▶ **Estratto del documento**:
Negli allestimenti di Bregenz il lago è spesso suggestione sconfinata, ma pure limite visivo: una griglia che ingabbia la creatività scenografica, creando un notevole colpo d’occhio limitato, però, a una trovata iniziale che non suggerisce grandi sviluppi. Warner e i suoi collaboratori (oltre a Fielding la costumista Constance Hoffman, la coreografa Lynne Page e il direttore della squadra di acrobati e stuntman Gregg Curtis, tutti decisivi per la riuscita dello spettacolo) danno vita, invece, a una messinscena cangiante dall’inizio alla fine, proprio perché la location del lago non viene concepita come sfondo, ma è canalizzata a fini drammaturgici.

Rinunciando agli intervalli – le due ore dell’opera di Giordano scorrono compatte e ancora più avvincenti – il regista rischia l’improprietà, visto che l’azione dello Chénier si dipana nel corso di cinque anni: ma è proprio questo monoblocco narrativo ad accentuare il senso del fluire inarrestabile della Storia. Il passaggio da quel prologo che, di fatto, è il primo quadro (ultimi fuochi dell’ancien régime) al resto dell’opera (vigilia della caduta di Robespierre) viene reso attraverso un’abile liaison de scène: abatini, nobildonne e rampolli dell’aristocrazia vengono defenestrati dal Terzo Stato – ovvero, nella fattispecie, scaraventati nel lago – sulle note di Ça ira! mentre, senza soluzione di continuità, sopraggiungono Mathieu e l’Incredibile a proiettarci in pieno Terrore. E l’uso di musiche “rivoluzionarie” aggiunte alla partitura di Giordano tornerà nella scena di raccordo inserita da Warner tra terzo e quarto quadro: una cantilena di Bersi che restituisce al personaggio il peso di “seconda donna” concepito da Illica nella stesura originaria del libretto, e lo risarcisce di quell’aria che Giordano non volle musicare.

▶ **Consegna a**:
Rispondi alle seguenti domande sull'estratto del documento.
(i) Chi ha firmato i costumi dello spettacolo?
(ii) Sulle note di quale canto gli aristocratici vengono scaraventati nel lago?
(iii) In quanti anni si dipana l'azione dello Chénier?

▶ **Materiale da elaborare**:
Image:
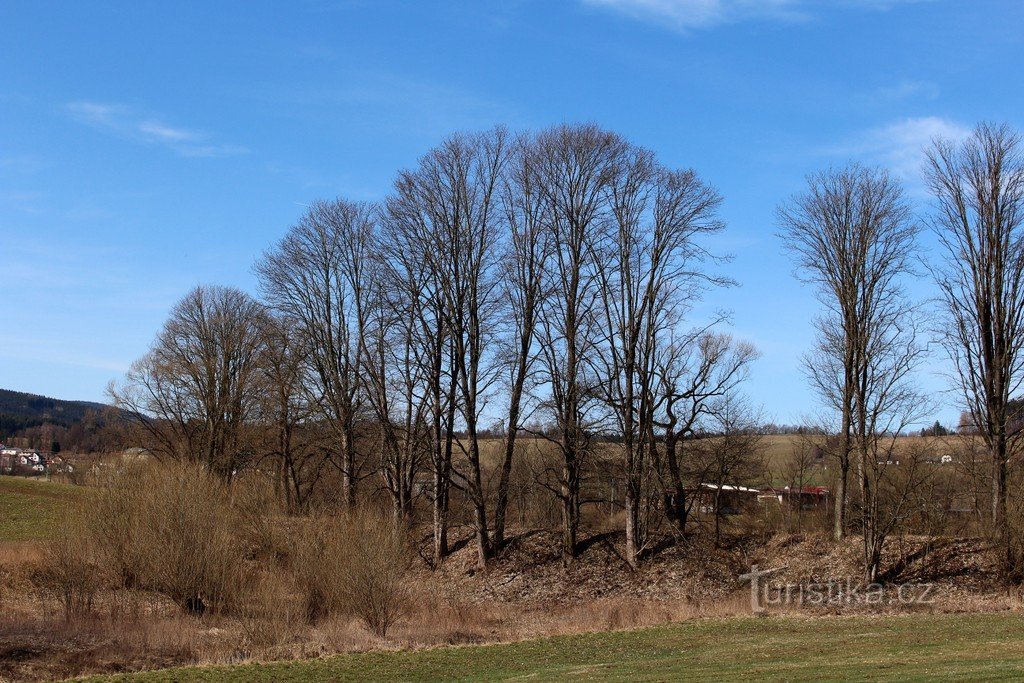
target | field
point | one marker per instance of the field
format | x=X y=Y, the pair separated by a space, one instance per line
x=920 y=646
x=30 y=508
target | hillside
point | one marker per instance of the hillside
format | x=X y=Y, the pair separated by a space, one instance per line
x=20 y=411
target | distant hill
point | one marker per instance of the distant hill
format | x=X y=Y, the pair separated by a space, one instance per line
x=20 y=411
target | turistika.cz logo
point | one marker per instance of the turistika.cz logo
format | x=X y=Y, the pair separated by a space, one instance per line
x=835 y=591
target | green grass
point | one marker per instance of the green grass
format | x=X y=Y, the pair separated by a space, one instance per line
x=922 y=647
x=30 y=509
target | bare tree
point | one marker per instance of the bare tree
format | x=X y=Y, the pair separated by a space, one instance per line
x=649 y=268
x=194 y=393
x=979 y=190
x=409 y=274
x=694 y=372
x=574 y=167
x=851 y=236
x=527 y=251
x=394 y=373
x=292 y=444
x=728 y=453
x=452 y=199
x=316 y=275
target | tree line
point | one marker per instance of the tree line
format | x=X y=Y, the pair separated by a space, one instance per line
x=541 y=286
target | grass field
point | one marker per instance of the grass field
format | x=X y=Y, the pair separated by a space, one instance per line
x=30 y=508
x=924 y=647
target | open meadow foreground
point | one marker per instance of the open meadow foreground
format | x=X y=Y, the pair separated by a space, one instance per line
x=926 y=647
x=633 y=340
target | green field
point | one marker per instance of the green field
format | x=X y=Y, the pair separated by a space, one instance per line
x=924 y=647
x=30 y=508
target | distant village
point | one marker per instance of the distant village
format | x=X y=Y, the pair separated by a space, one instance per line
x=29 y=462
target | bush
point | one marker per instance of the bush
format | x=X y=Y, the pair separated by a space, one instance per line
x=355 y=564
x=375 y=573
x=170 y=528
x=72 y=565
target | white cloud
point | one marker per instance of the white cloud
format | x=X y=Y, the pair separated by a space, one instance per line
x=900 y=145
x=689 y=14
x=140 y=127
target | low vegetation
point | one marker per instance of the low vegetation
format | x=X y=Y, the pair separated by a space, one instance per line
x=935 y=647
x=30 y=508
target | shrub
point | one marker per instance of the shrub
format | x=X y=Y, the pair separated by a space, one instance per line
x=355 y=564
x=169 y=527
x=72 y=565
x=375 y=573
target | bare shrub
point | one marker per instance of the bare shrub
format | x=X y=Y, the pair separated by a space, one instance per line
x=72 y=566
x=272 y=615
x=169 y=527
x=375 y=573
x=318 y=550
x=355 y=564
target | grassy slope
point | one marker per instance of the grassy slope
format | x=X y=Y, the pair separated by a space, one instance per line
x=906 y=647
x=29 y=509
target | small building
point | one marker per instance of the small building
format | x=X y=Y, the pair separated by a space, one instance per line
x=730 y=499
x=802 y=498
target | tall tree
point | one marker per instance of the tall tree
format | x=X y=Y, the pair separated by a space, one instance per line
x=574 y=167
x=650 y=268
x=851 y=236
x=316 y=275
x=979 y=190
x=528 y=246
x=194 y=394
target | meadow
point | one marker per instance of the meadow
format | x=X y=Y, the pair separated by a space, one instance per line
x=908 y=647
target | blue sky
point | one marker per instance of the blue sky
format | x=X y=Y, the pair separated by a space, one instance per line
x=145 y=146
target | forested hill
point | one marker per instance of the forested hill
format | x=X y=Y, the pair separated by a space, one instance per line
x=19 y=411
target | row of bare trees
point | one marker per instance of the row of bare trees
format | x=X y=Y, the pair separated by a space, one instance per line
x=507 y=280
x=519 y=280
x=853 y=236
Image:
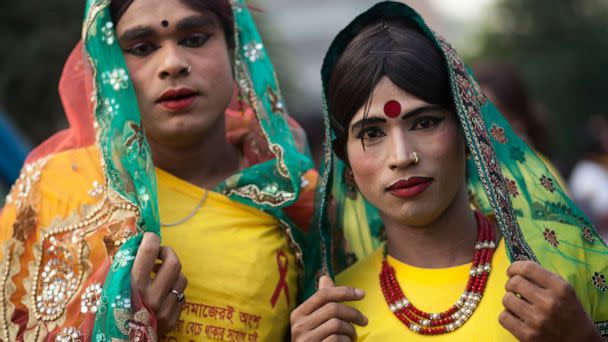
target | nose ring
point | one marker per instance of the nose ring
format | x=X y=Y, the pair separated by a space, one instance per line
x=416 y=159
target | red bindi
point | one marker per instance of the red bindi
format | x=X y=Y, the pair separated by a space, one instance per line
x=392 y=109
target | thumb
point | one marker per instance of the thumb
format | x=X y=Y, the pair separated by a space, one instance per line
x=325 y=282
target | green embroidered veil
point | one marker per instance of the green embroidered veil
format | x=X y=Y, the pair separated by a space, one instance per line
x=506 y=180
x=102 y=110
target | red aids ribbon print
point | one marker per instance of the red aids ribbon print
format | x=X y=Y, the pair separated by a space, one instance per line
x=283 y=265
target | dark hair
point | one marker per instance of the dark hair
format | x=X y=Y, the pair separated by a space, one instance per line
x=391 y=47
x=221 y=8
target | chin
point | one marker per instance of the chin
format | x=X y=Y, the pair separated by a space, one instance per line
x=418 y=214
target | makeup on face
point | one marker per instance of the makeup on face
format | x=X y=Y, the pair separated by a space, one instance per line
x=392 y=108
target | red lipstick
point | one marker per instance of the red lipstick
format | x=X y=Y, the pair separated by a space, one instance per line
x=177 y=100
x=410 y=187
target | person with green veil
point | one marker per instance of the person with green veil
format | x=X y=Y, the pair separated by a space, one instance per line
x=176 y=205
x=460 y=231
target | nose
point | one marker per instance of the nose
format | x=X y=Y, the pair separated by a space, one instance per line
x=173 y=64
x=401 y=153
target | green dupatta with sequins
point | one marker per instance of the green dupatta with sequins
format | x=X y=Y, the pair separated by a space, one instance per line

▶ **Consegna b**: Restituisci senza alcuna modifica le righe del materiale da elaborare, dalla riga che contiene "target | hillside" a quella che contiene "x=633 y=340", entrambe comprese.

▶ **Risposta corretta a**:
(i) Constance Hoffman.
(ii) Ça ira!
(iii) Cinque anni.

▶ **Risposta corretta b**:
target | hillside
point | one marker per instance of the hillside
format | x=X y=Y, the pair separated by a space, one instance per line
x=20 y=411
target | distant hill
point | one marker per instance of the distant hill
format | x=X y=Y, the pair separated by a space, one instance per line
x=20 y=411
target | turistika.cz logo
point | one marker per instance of the turistika.cz logo
format | x=X y=Y, the pair separated by a space, one instance per line
x=835 y=591
target | green grass
point | one marker per instance of the green grass
format | x=X y=Y, the pair separated by a space, one instance per line
x=922 y=647
x=30 y=509
target | bare tree
point | one marker per instance of the bare tree
format | x=X y=Y, the pair separated by a space, one instance per line
x=649 y=268
x=194 y=393
x=979 y=190
x=409 y=274
x=694 y=372
x=574 y=167
x=851 y=236
x=527 y=251
x=394 y=373
x=292 y=444
x=728 y=453
x=452 y=199
x=316 y=275
target | tree line
point | one marker per instance of the tree line
format | x=X y=Y, the pair separated by a space, one instance per line
x=541 y=286
target | grass field
point | one marker per instance of the grass field
format | x=X y=Y, the pair separated by a space, one instance per line
x=30 y=508
x=924 y=647
target | open meadow foreground
point | one marker per instance of the open meadow foreground
format | x=X y=Y, the pair separated by a space, one instance per line
x=926 y=647
x=633 y=340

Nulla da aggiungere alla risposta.